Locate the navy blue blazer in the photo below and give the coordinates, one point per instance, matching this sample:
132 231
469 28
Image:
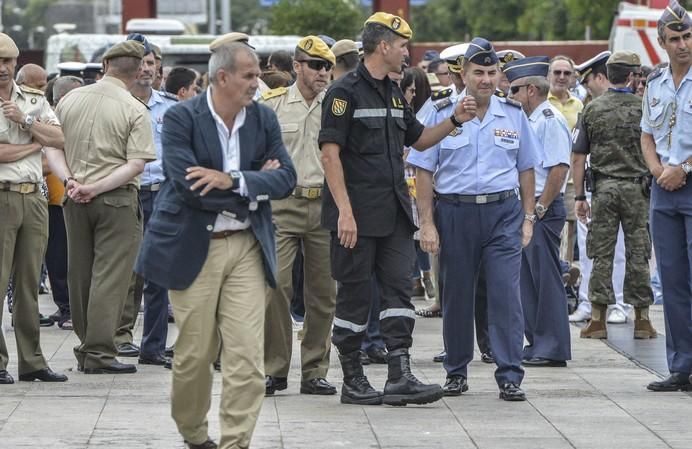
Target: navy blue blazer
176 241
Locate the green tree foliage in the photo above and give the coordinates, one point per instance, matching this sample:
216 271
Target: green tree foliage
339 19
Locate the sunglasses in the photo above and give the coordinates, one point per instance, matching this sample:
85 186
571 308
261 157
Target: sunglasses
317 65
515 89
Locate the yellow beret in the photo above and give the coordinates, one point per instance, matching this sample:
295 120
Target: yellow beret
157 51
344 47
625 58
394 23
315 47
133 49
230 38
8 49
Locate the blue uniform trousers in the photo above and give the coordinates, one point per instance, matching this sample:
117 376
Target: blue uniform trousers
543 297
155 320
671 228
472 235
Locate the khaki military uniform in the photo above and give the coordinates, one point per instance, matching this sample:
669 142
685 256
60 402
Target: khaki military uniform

:: GIVEN REQUEST ::
Quote all of the entries word for word, omitting any pictures.

:: SOLUTION ::
Locate the navy blue blazer in the photo below and give the coordinates, one point per instance, matching this sample:
132 231
469 28
Image:
Target: navy blue blazer
176 241
Locate the green tree foliage in the photo above and give the coordinates, one point per instance, matching this sample:
216 271
Target: green tree foliage
339 19
Locate the sunglasses in the photo above and give the coordinates, one point per instance, matching this sample:
85 186
571 308
261 157
Target: sunglasses
317 65
515 89
Locate the yellow beret in the photo above and give the coordinates, one point per instance, matching this sample:
295 120
Target: yellow beret
157 51
344 47
625 58
394 23
315 47
133 49
230 38
8 49
Locate the blue uniform trousers in the photo above and give the coordinates, one point per instance, matching this sample:
117 376
Target: blue uniform trousers
543 297
155 320
671 228
472 235
Locate the khaki military uniform in the photo above and give the coordinates, one point per instance, matching this sample:
669 142
685 256
60 402
Target: khaki military uniform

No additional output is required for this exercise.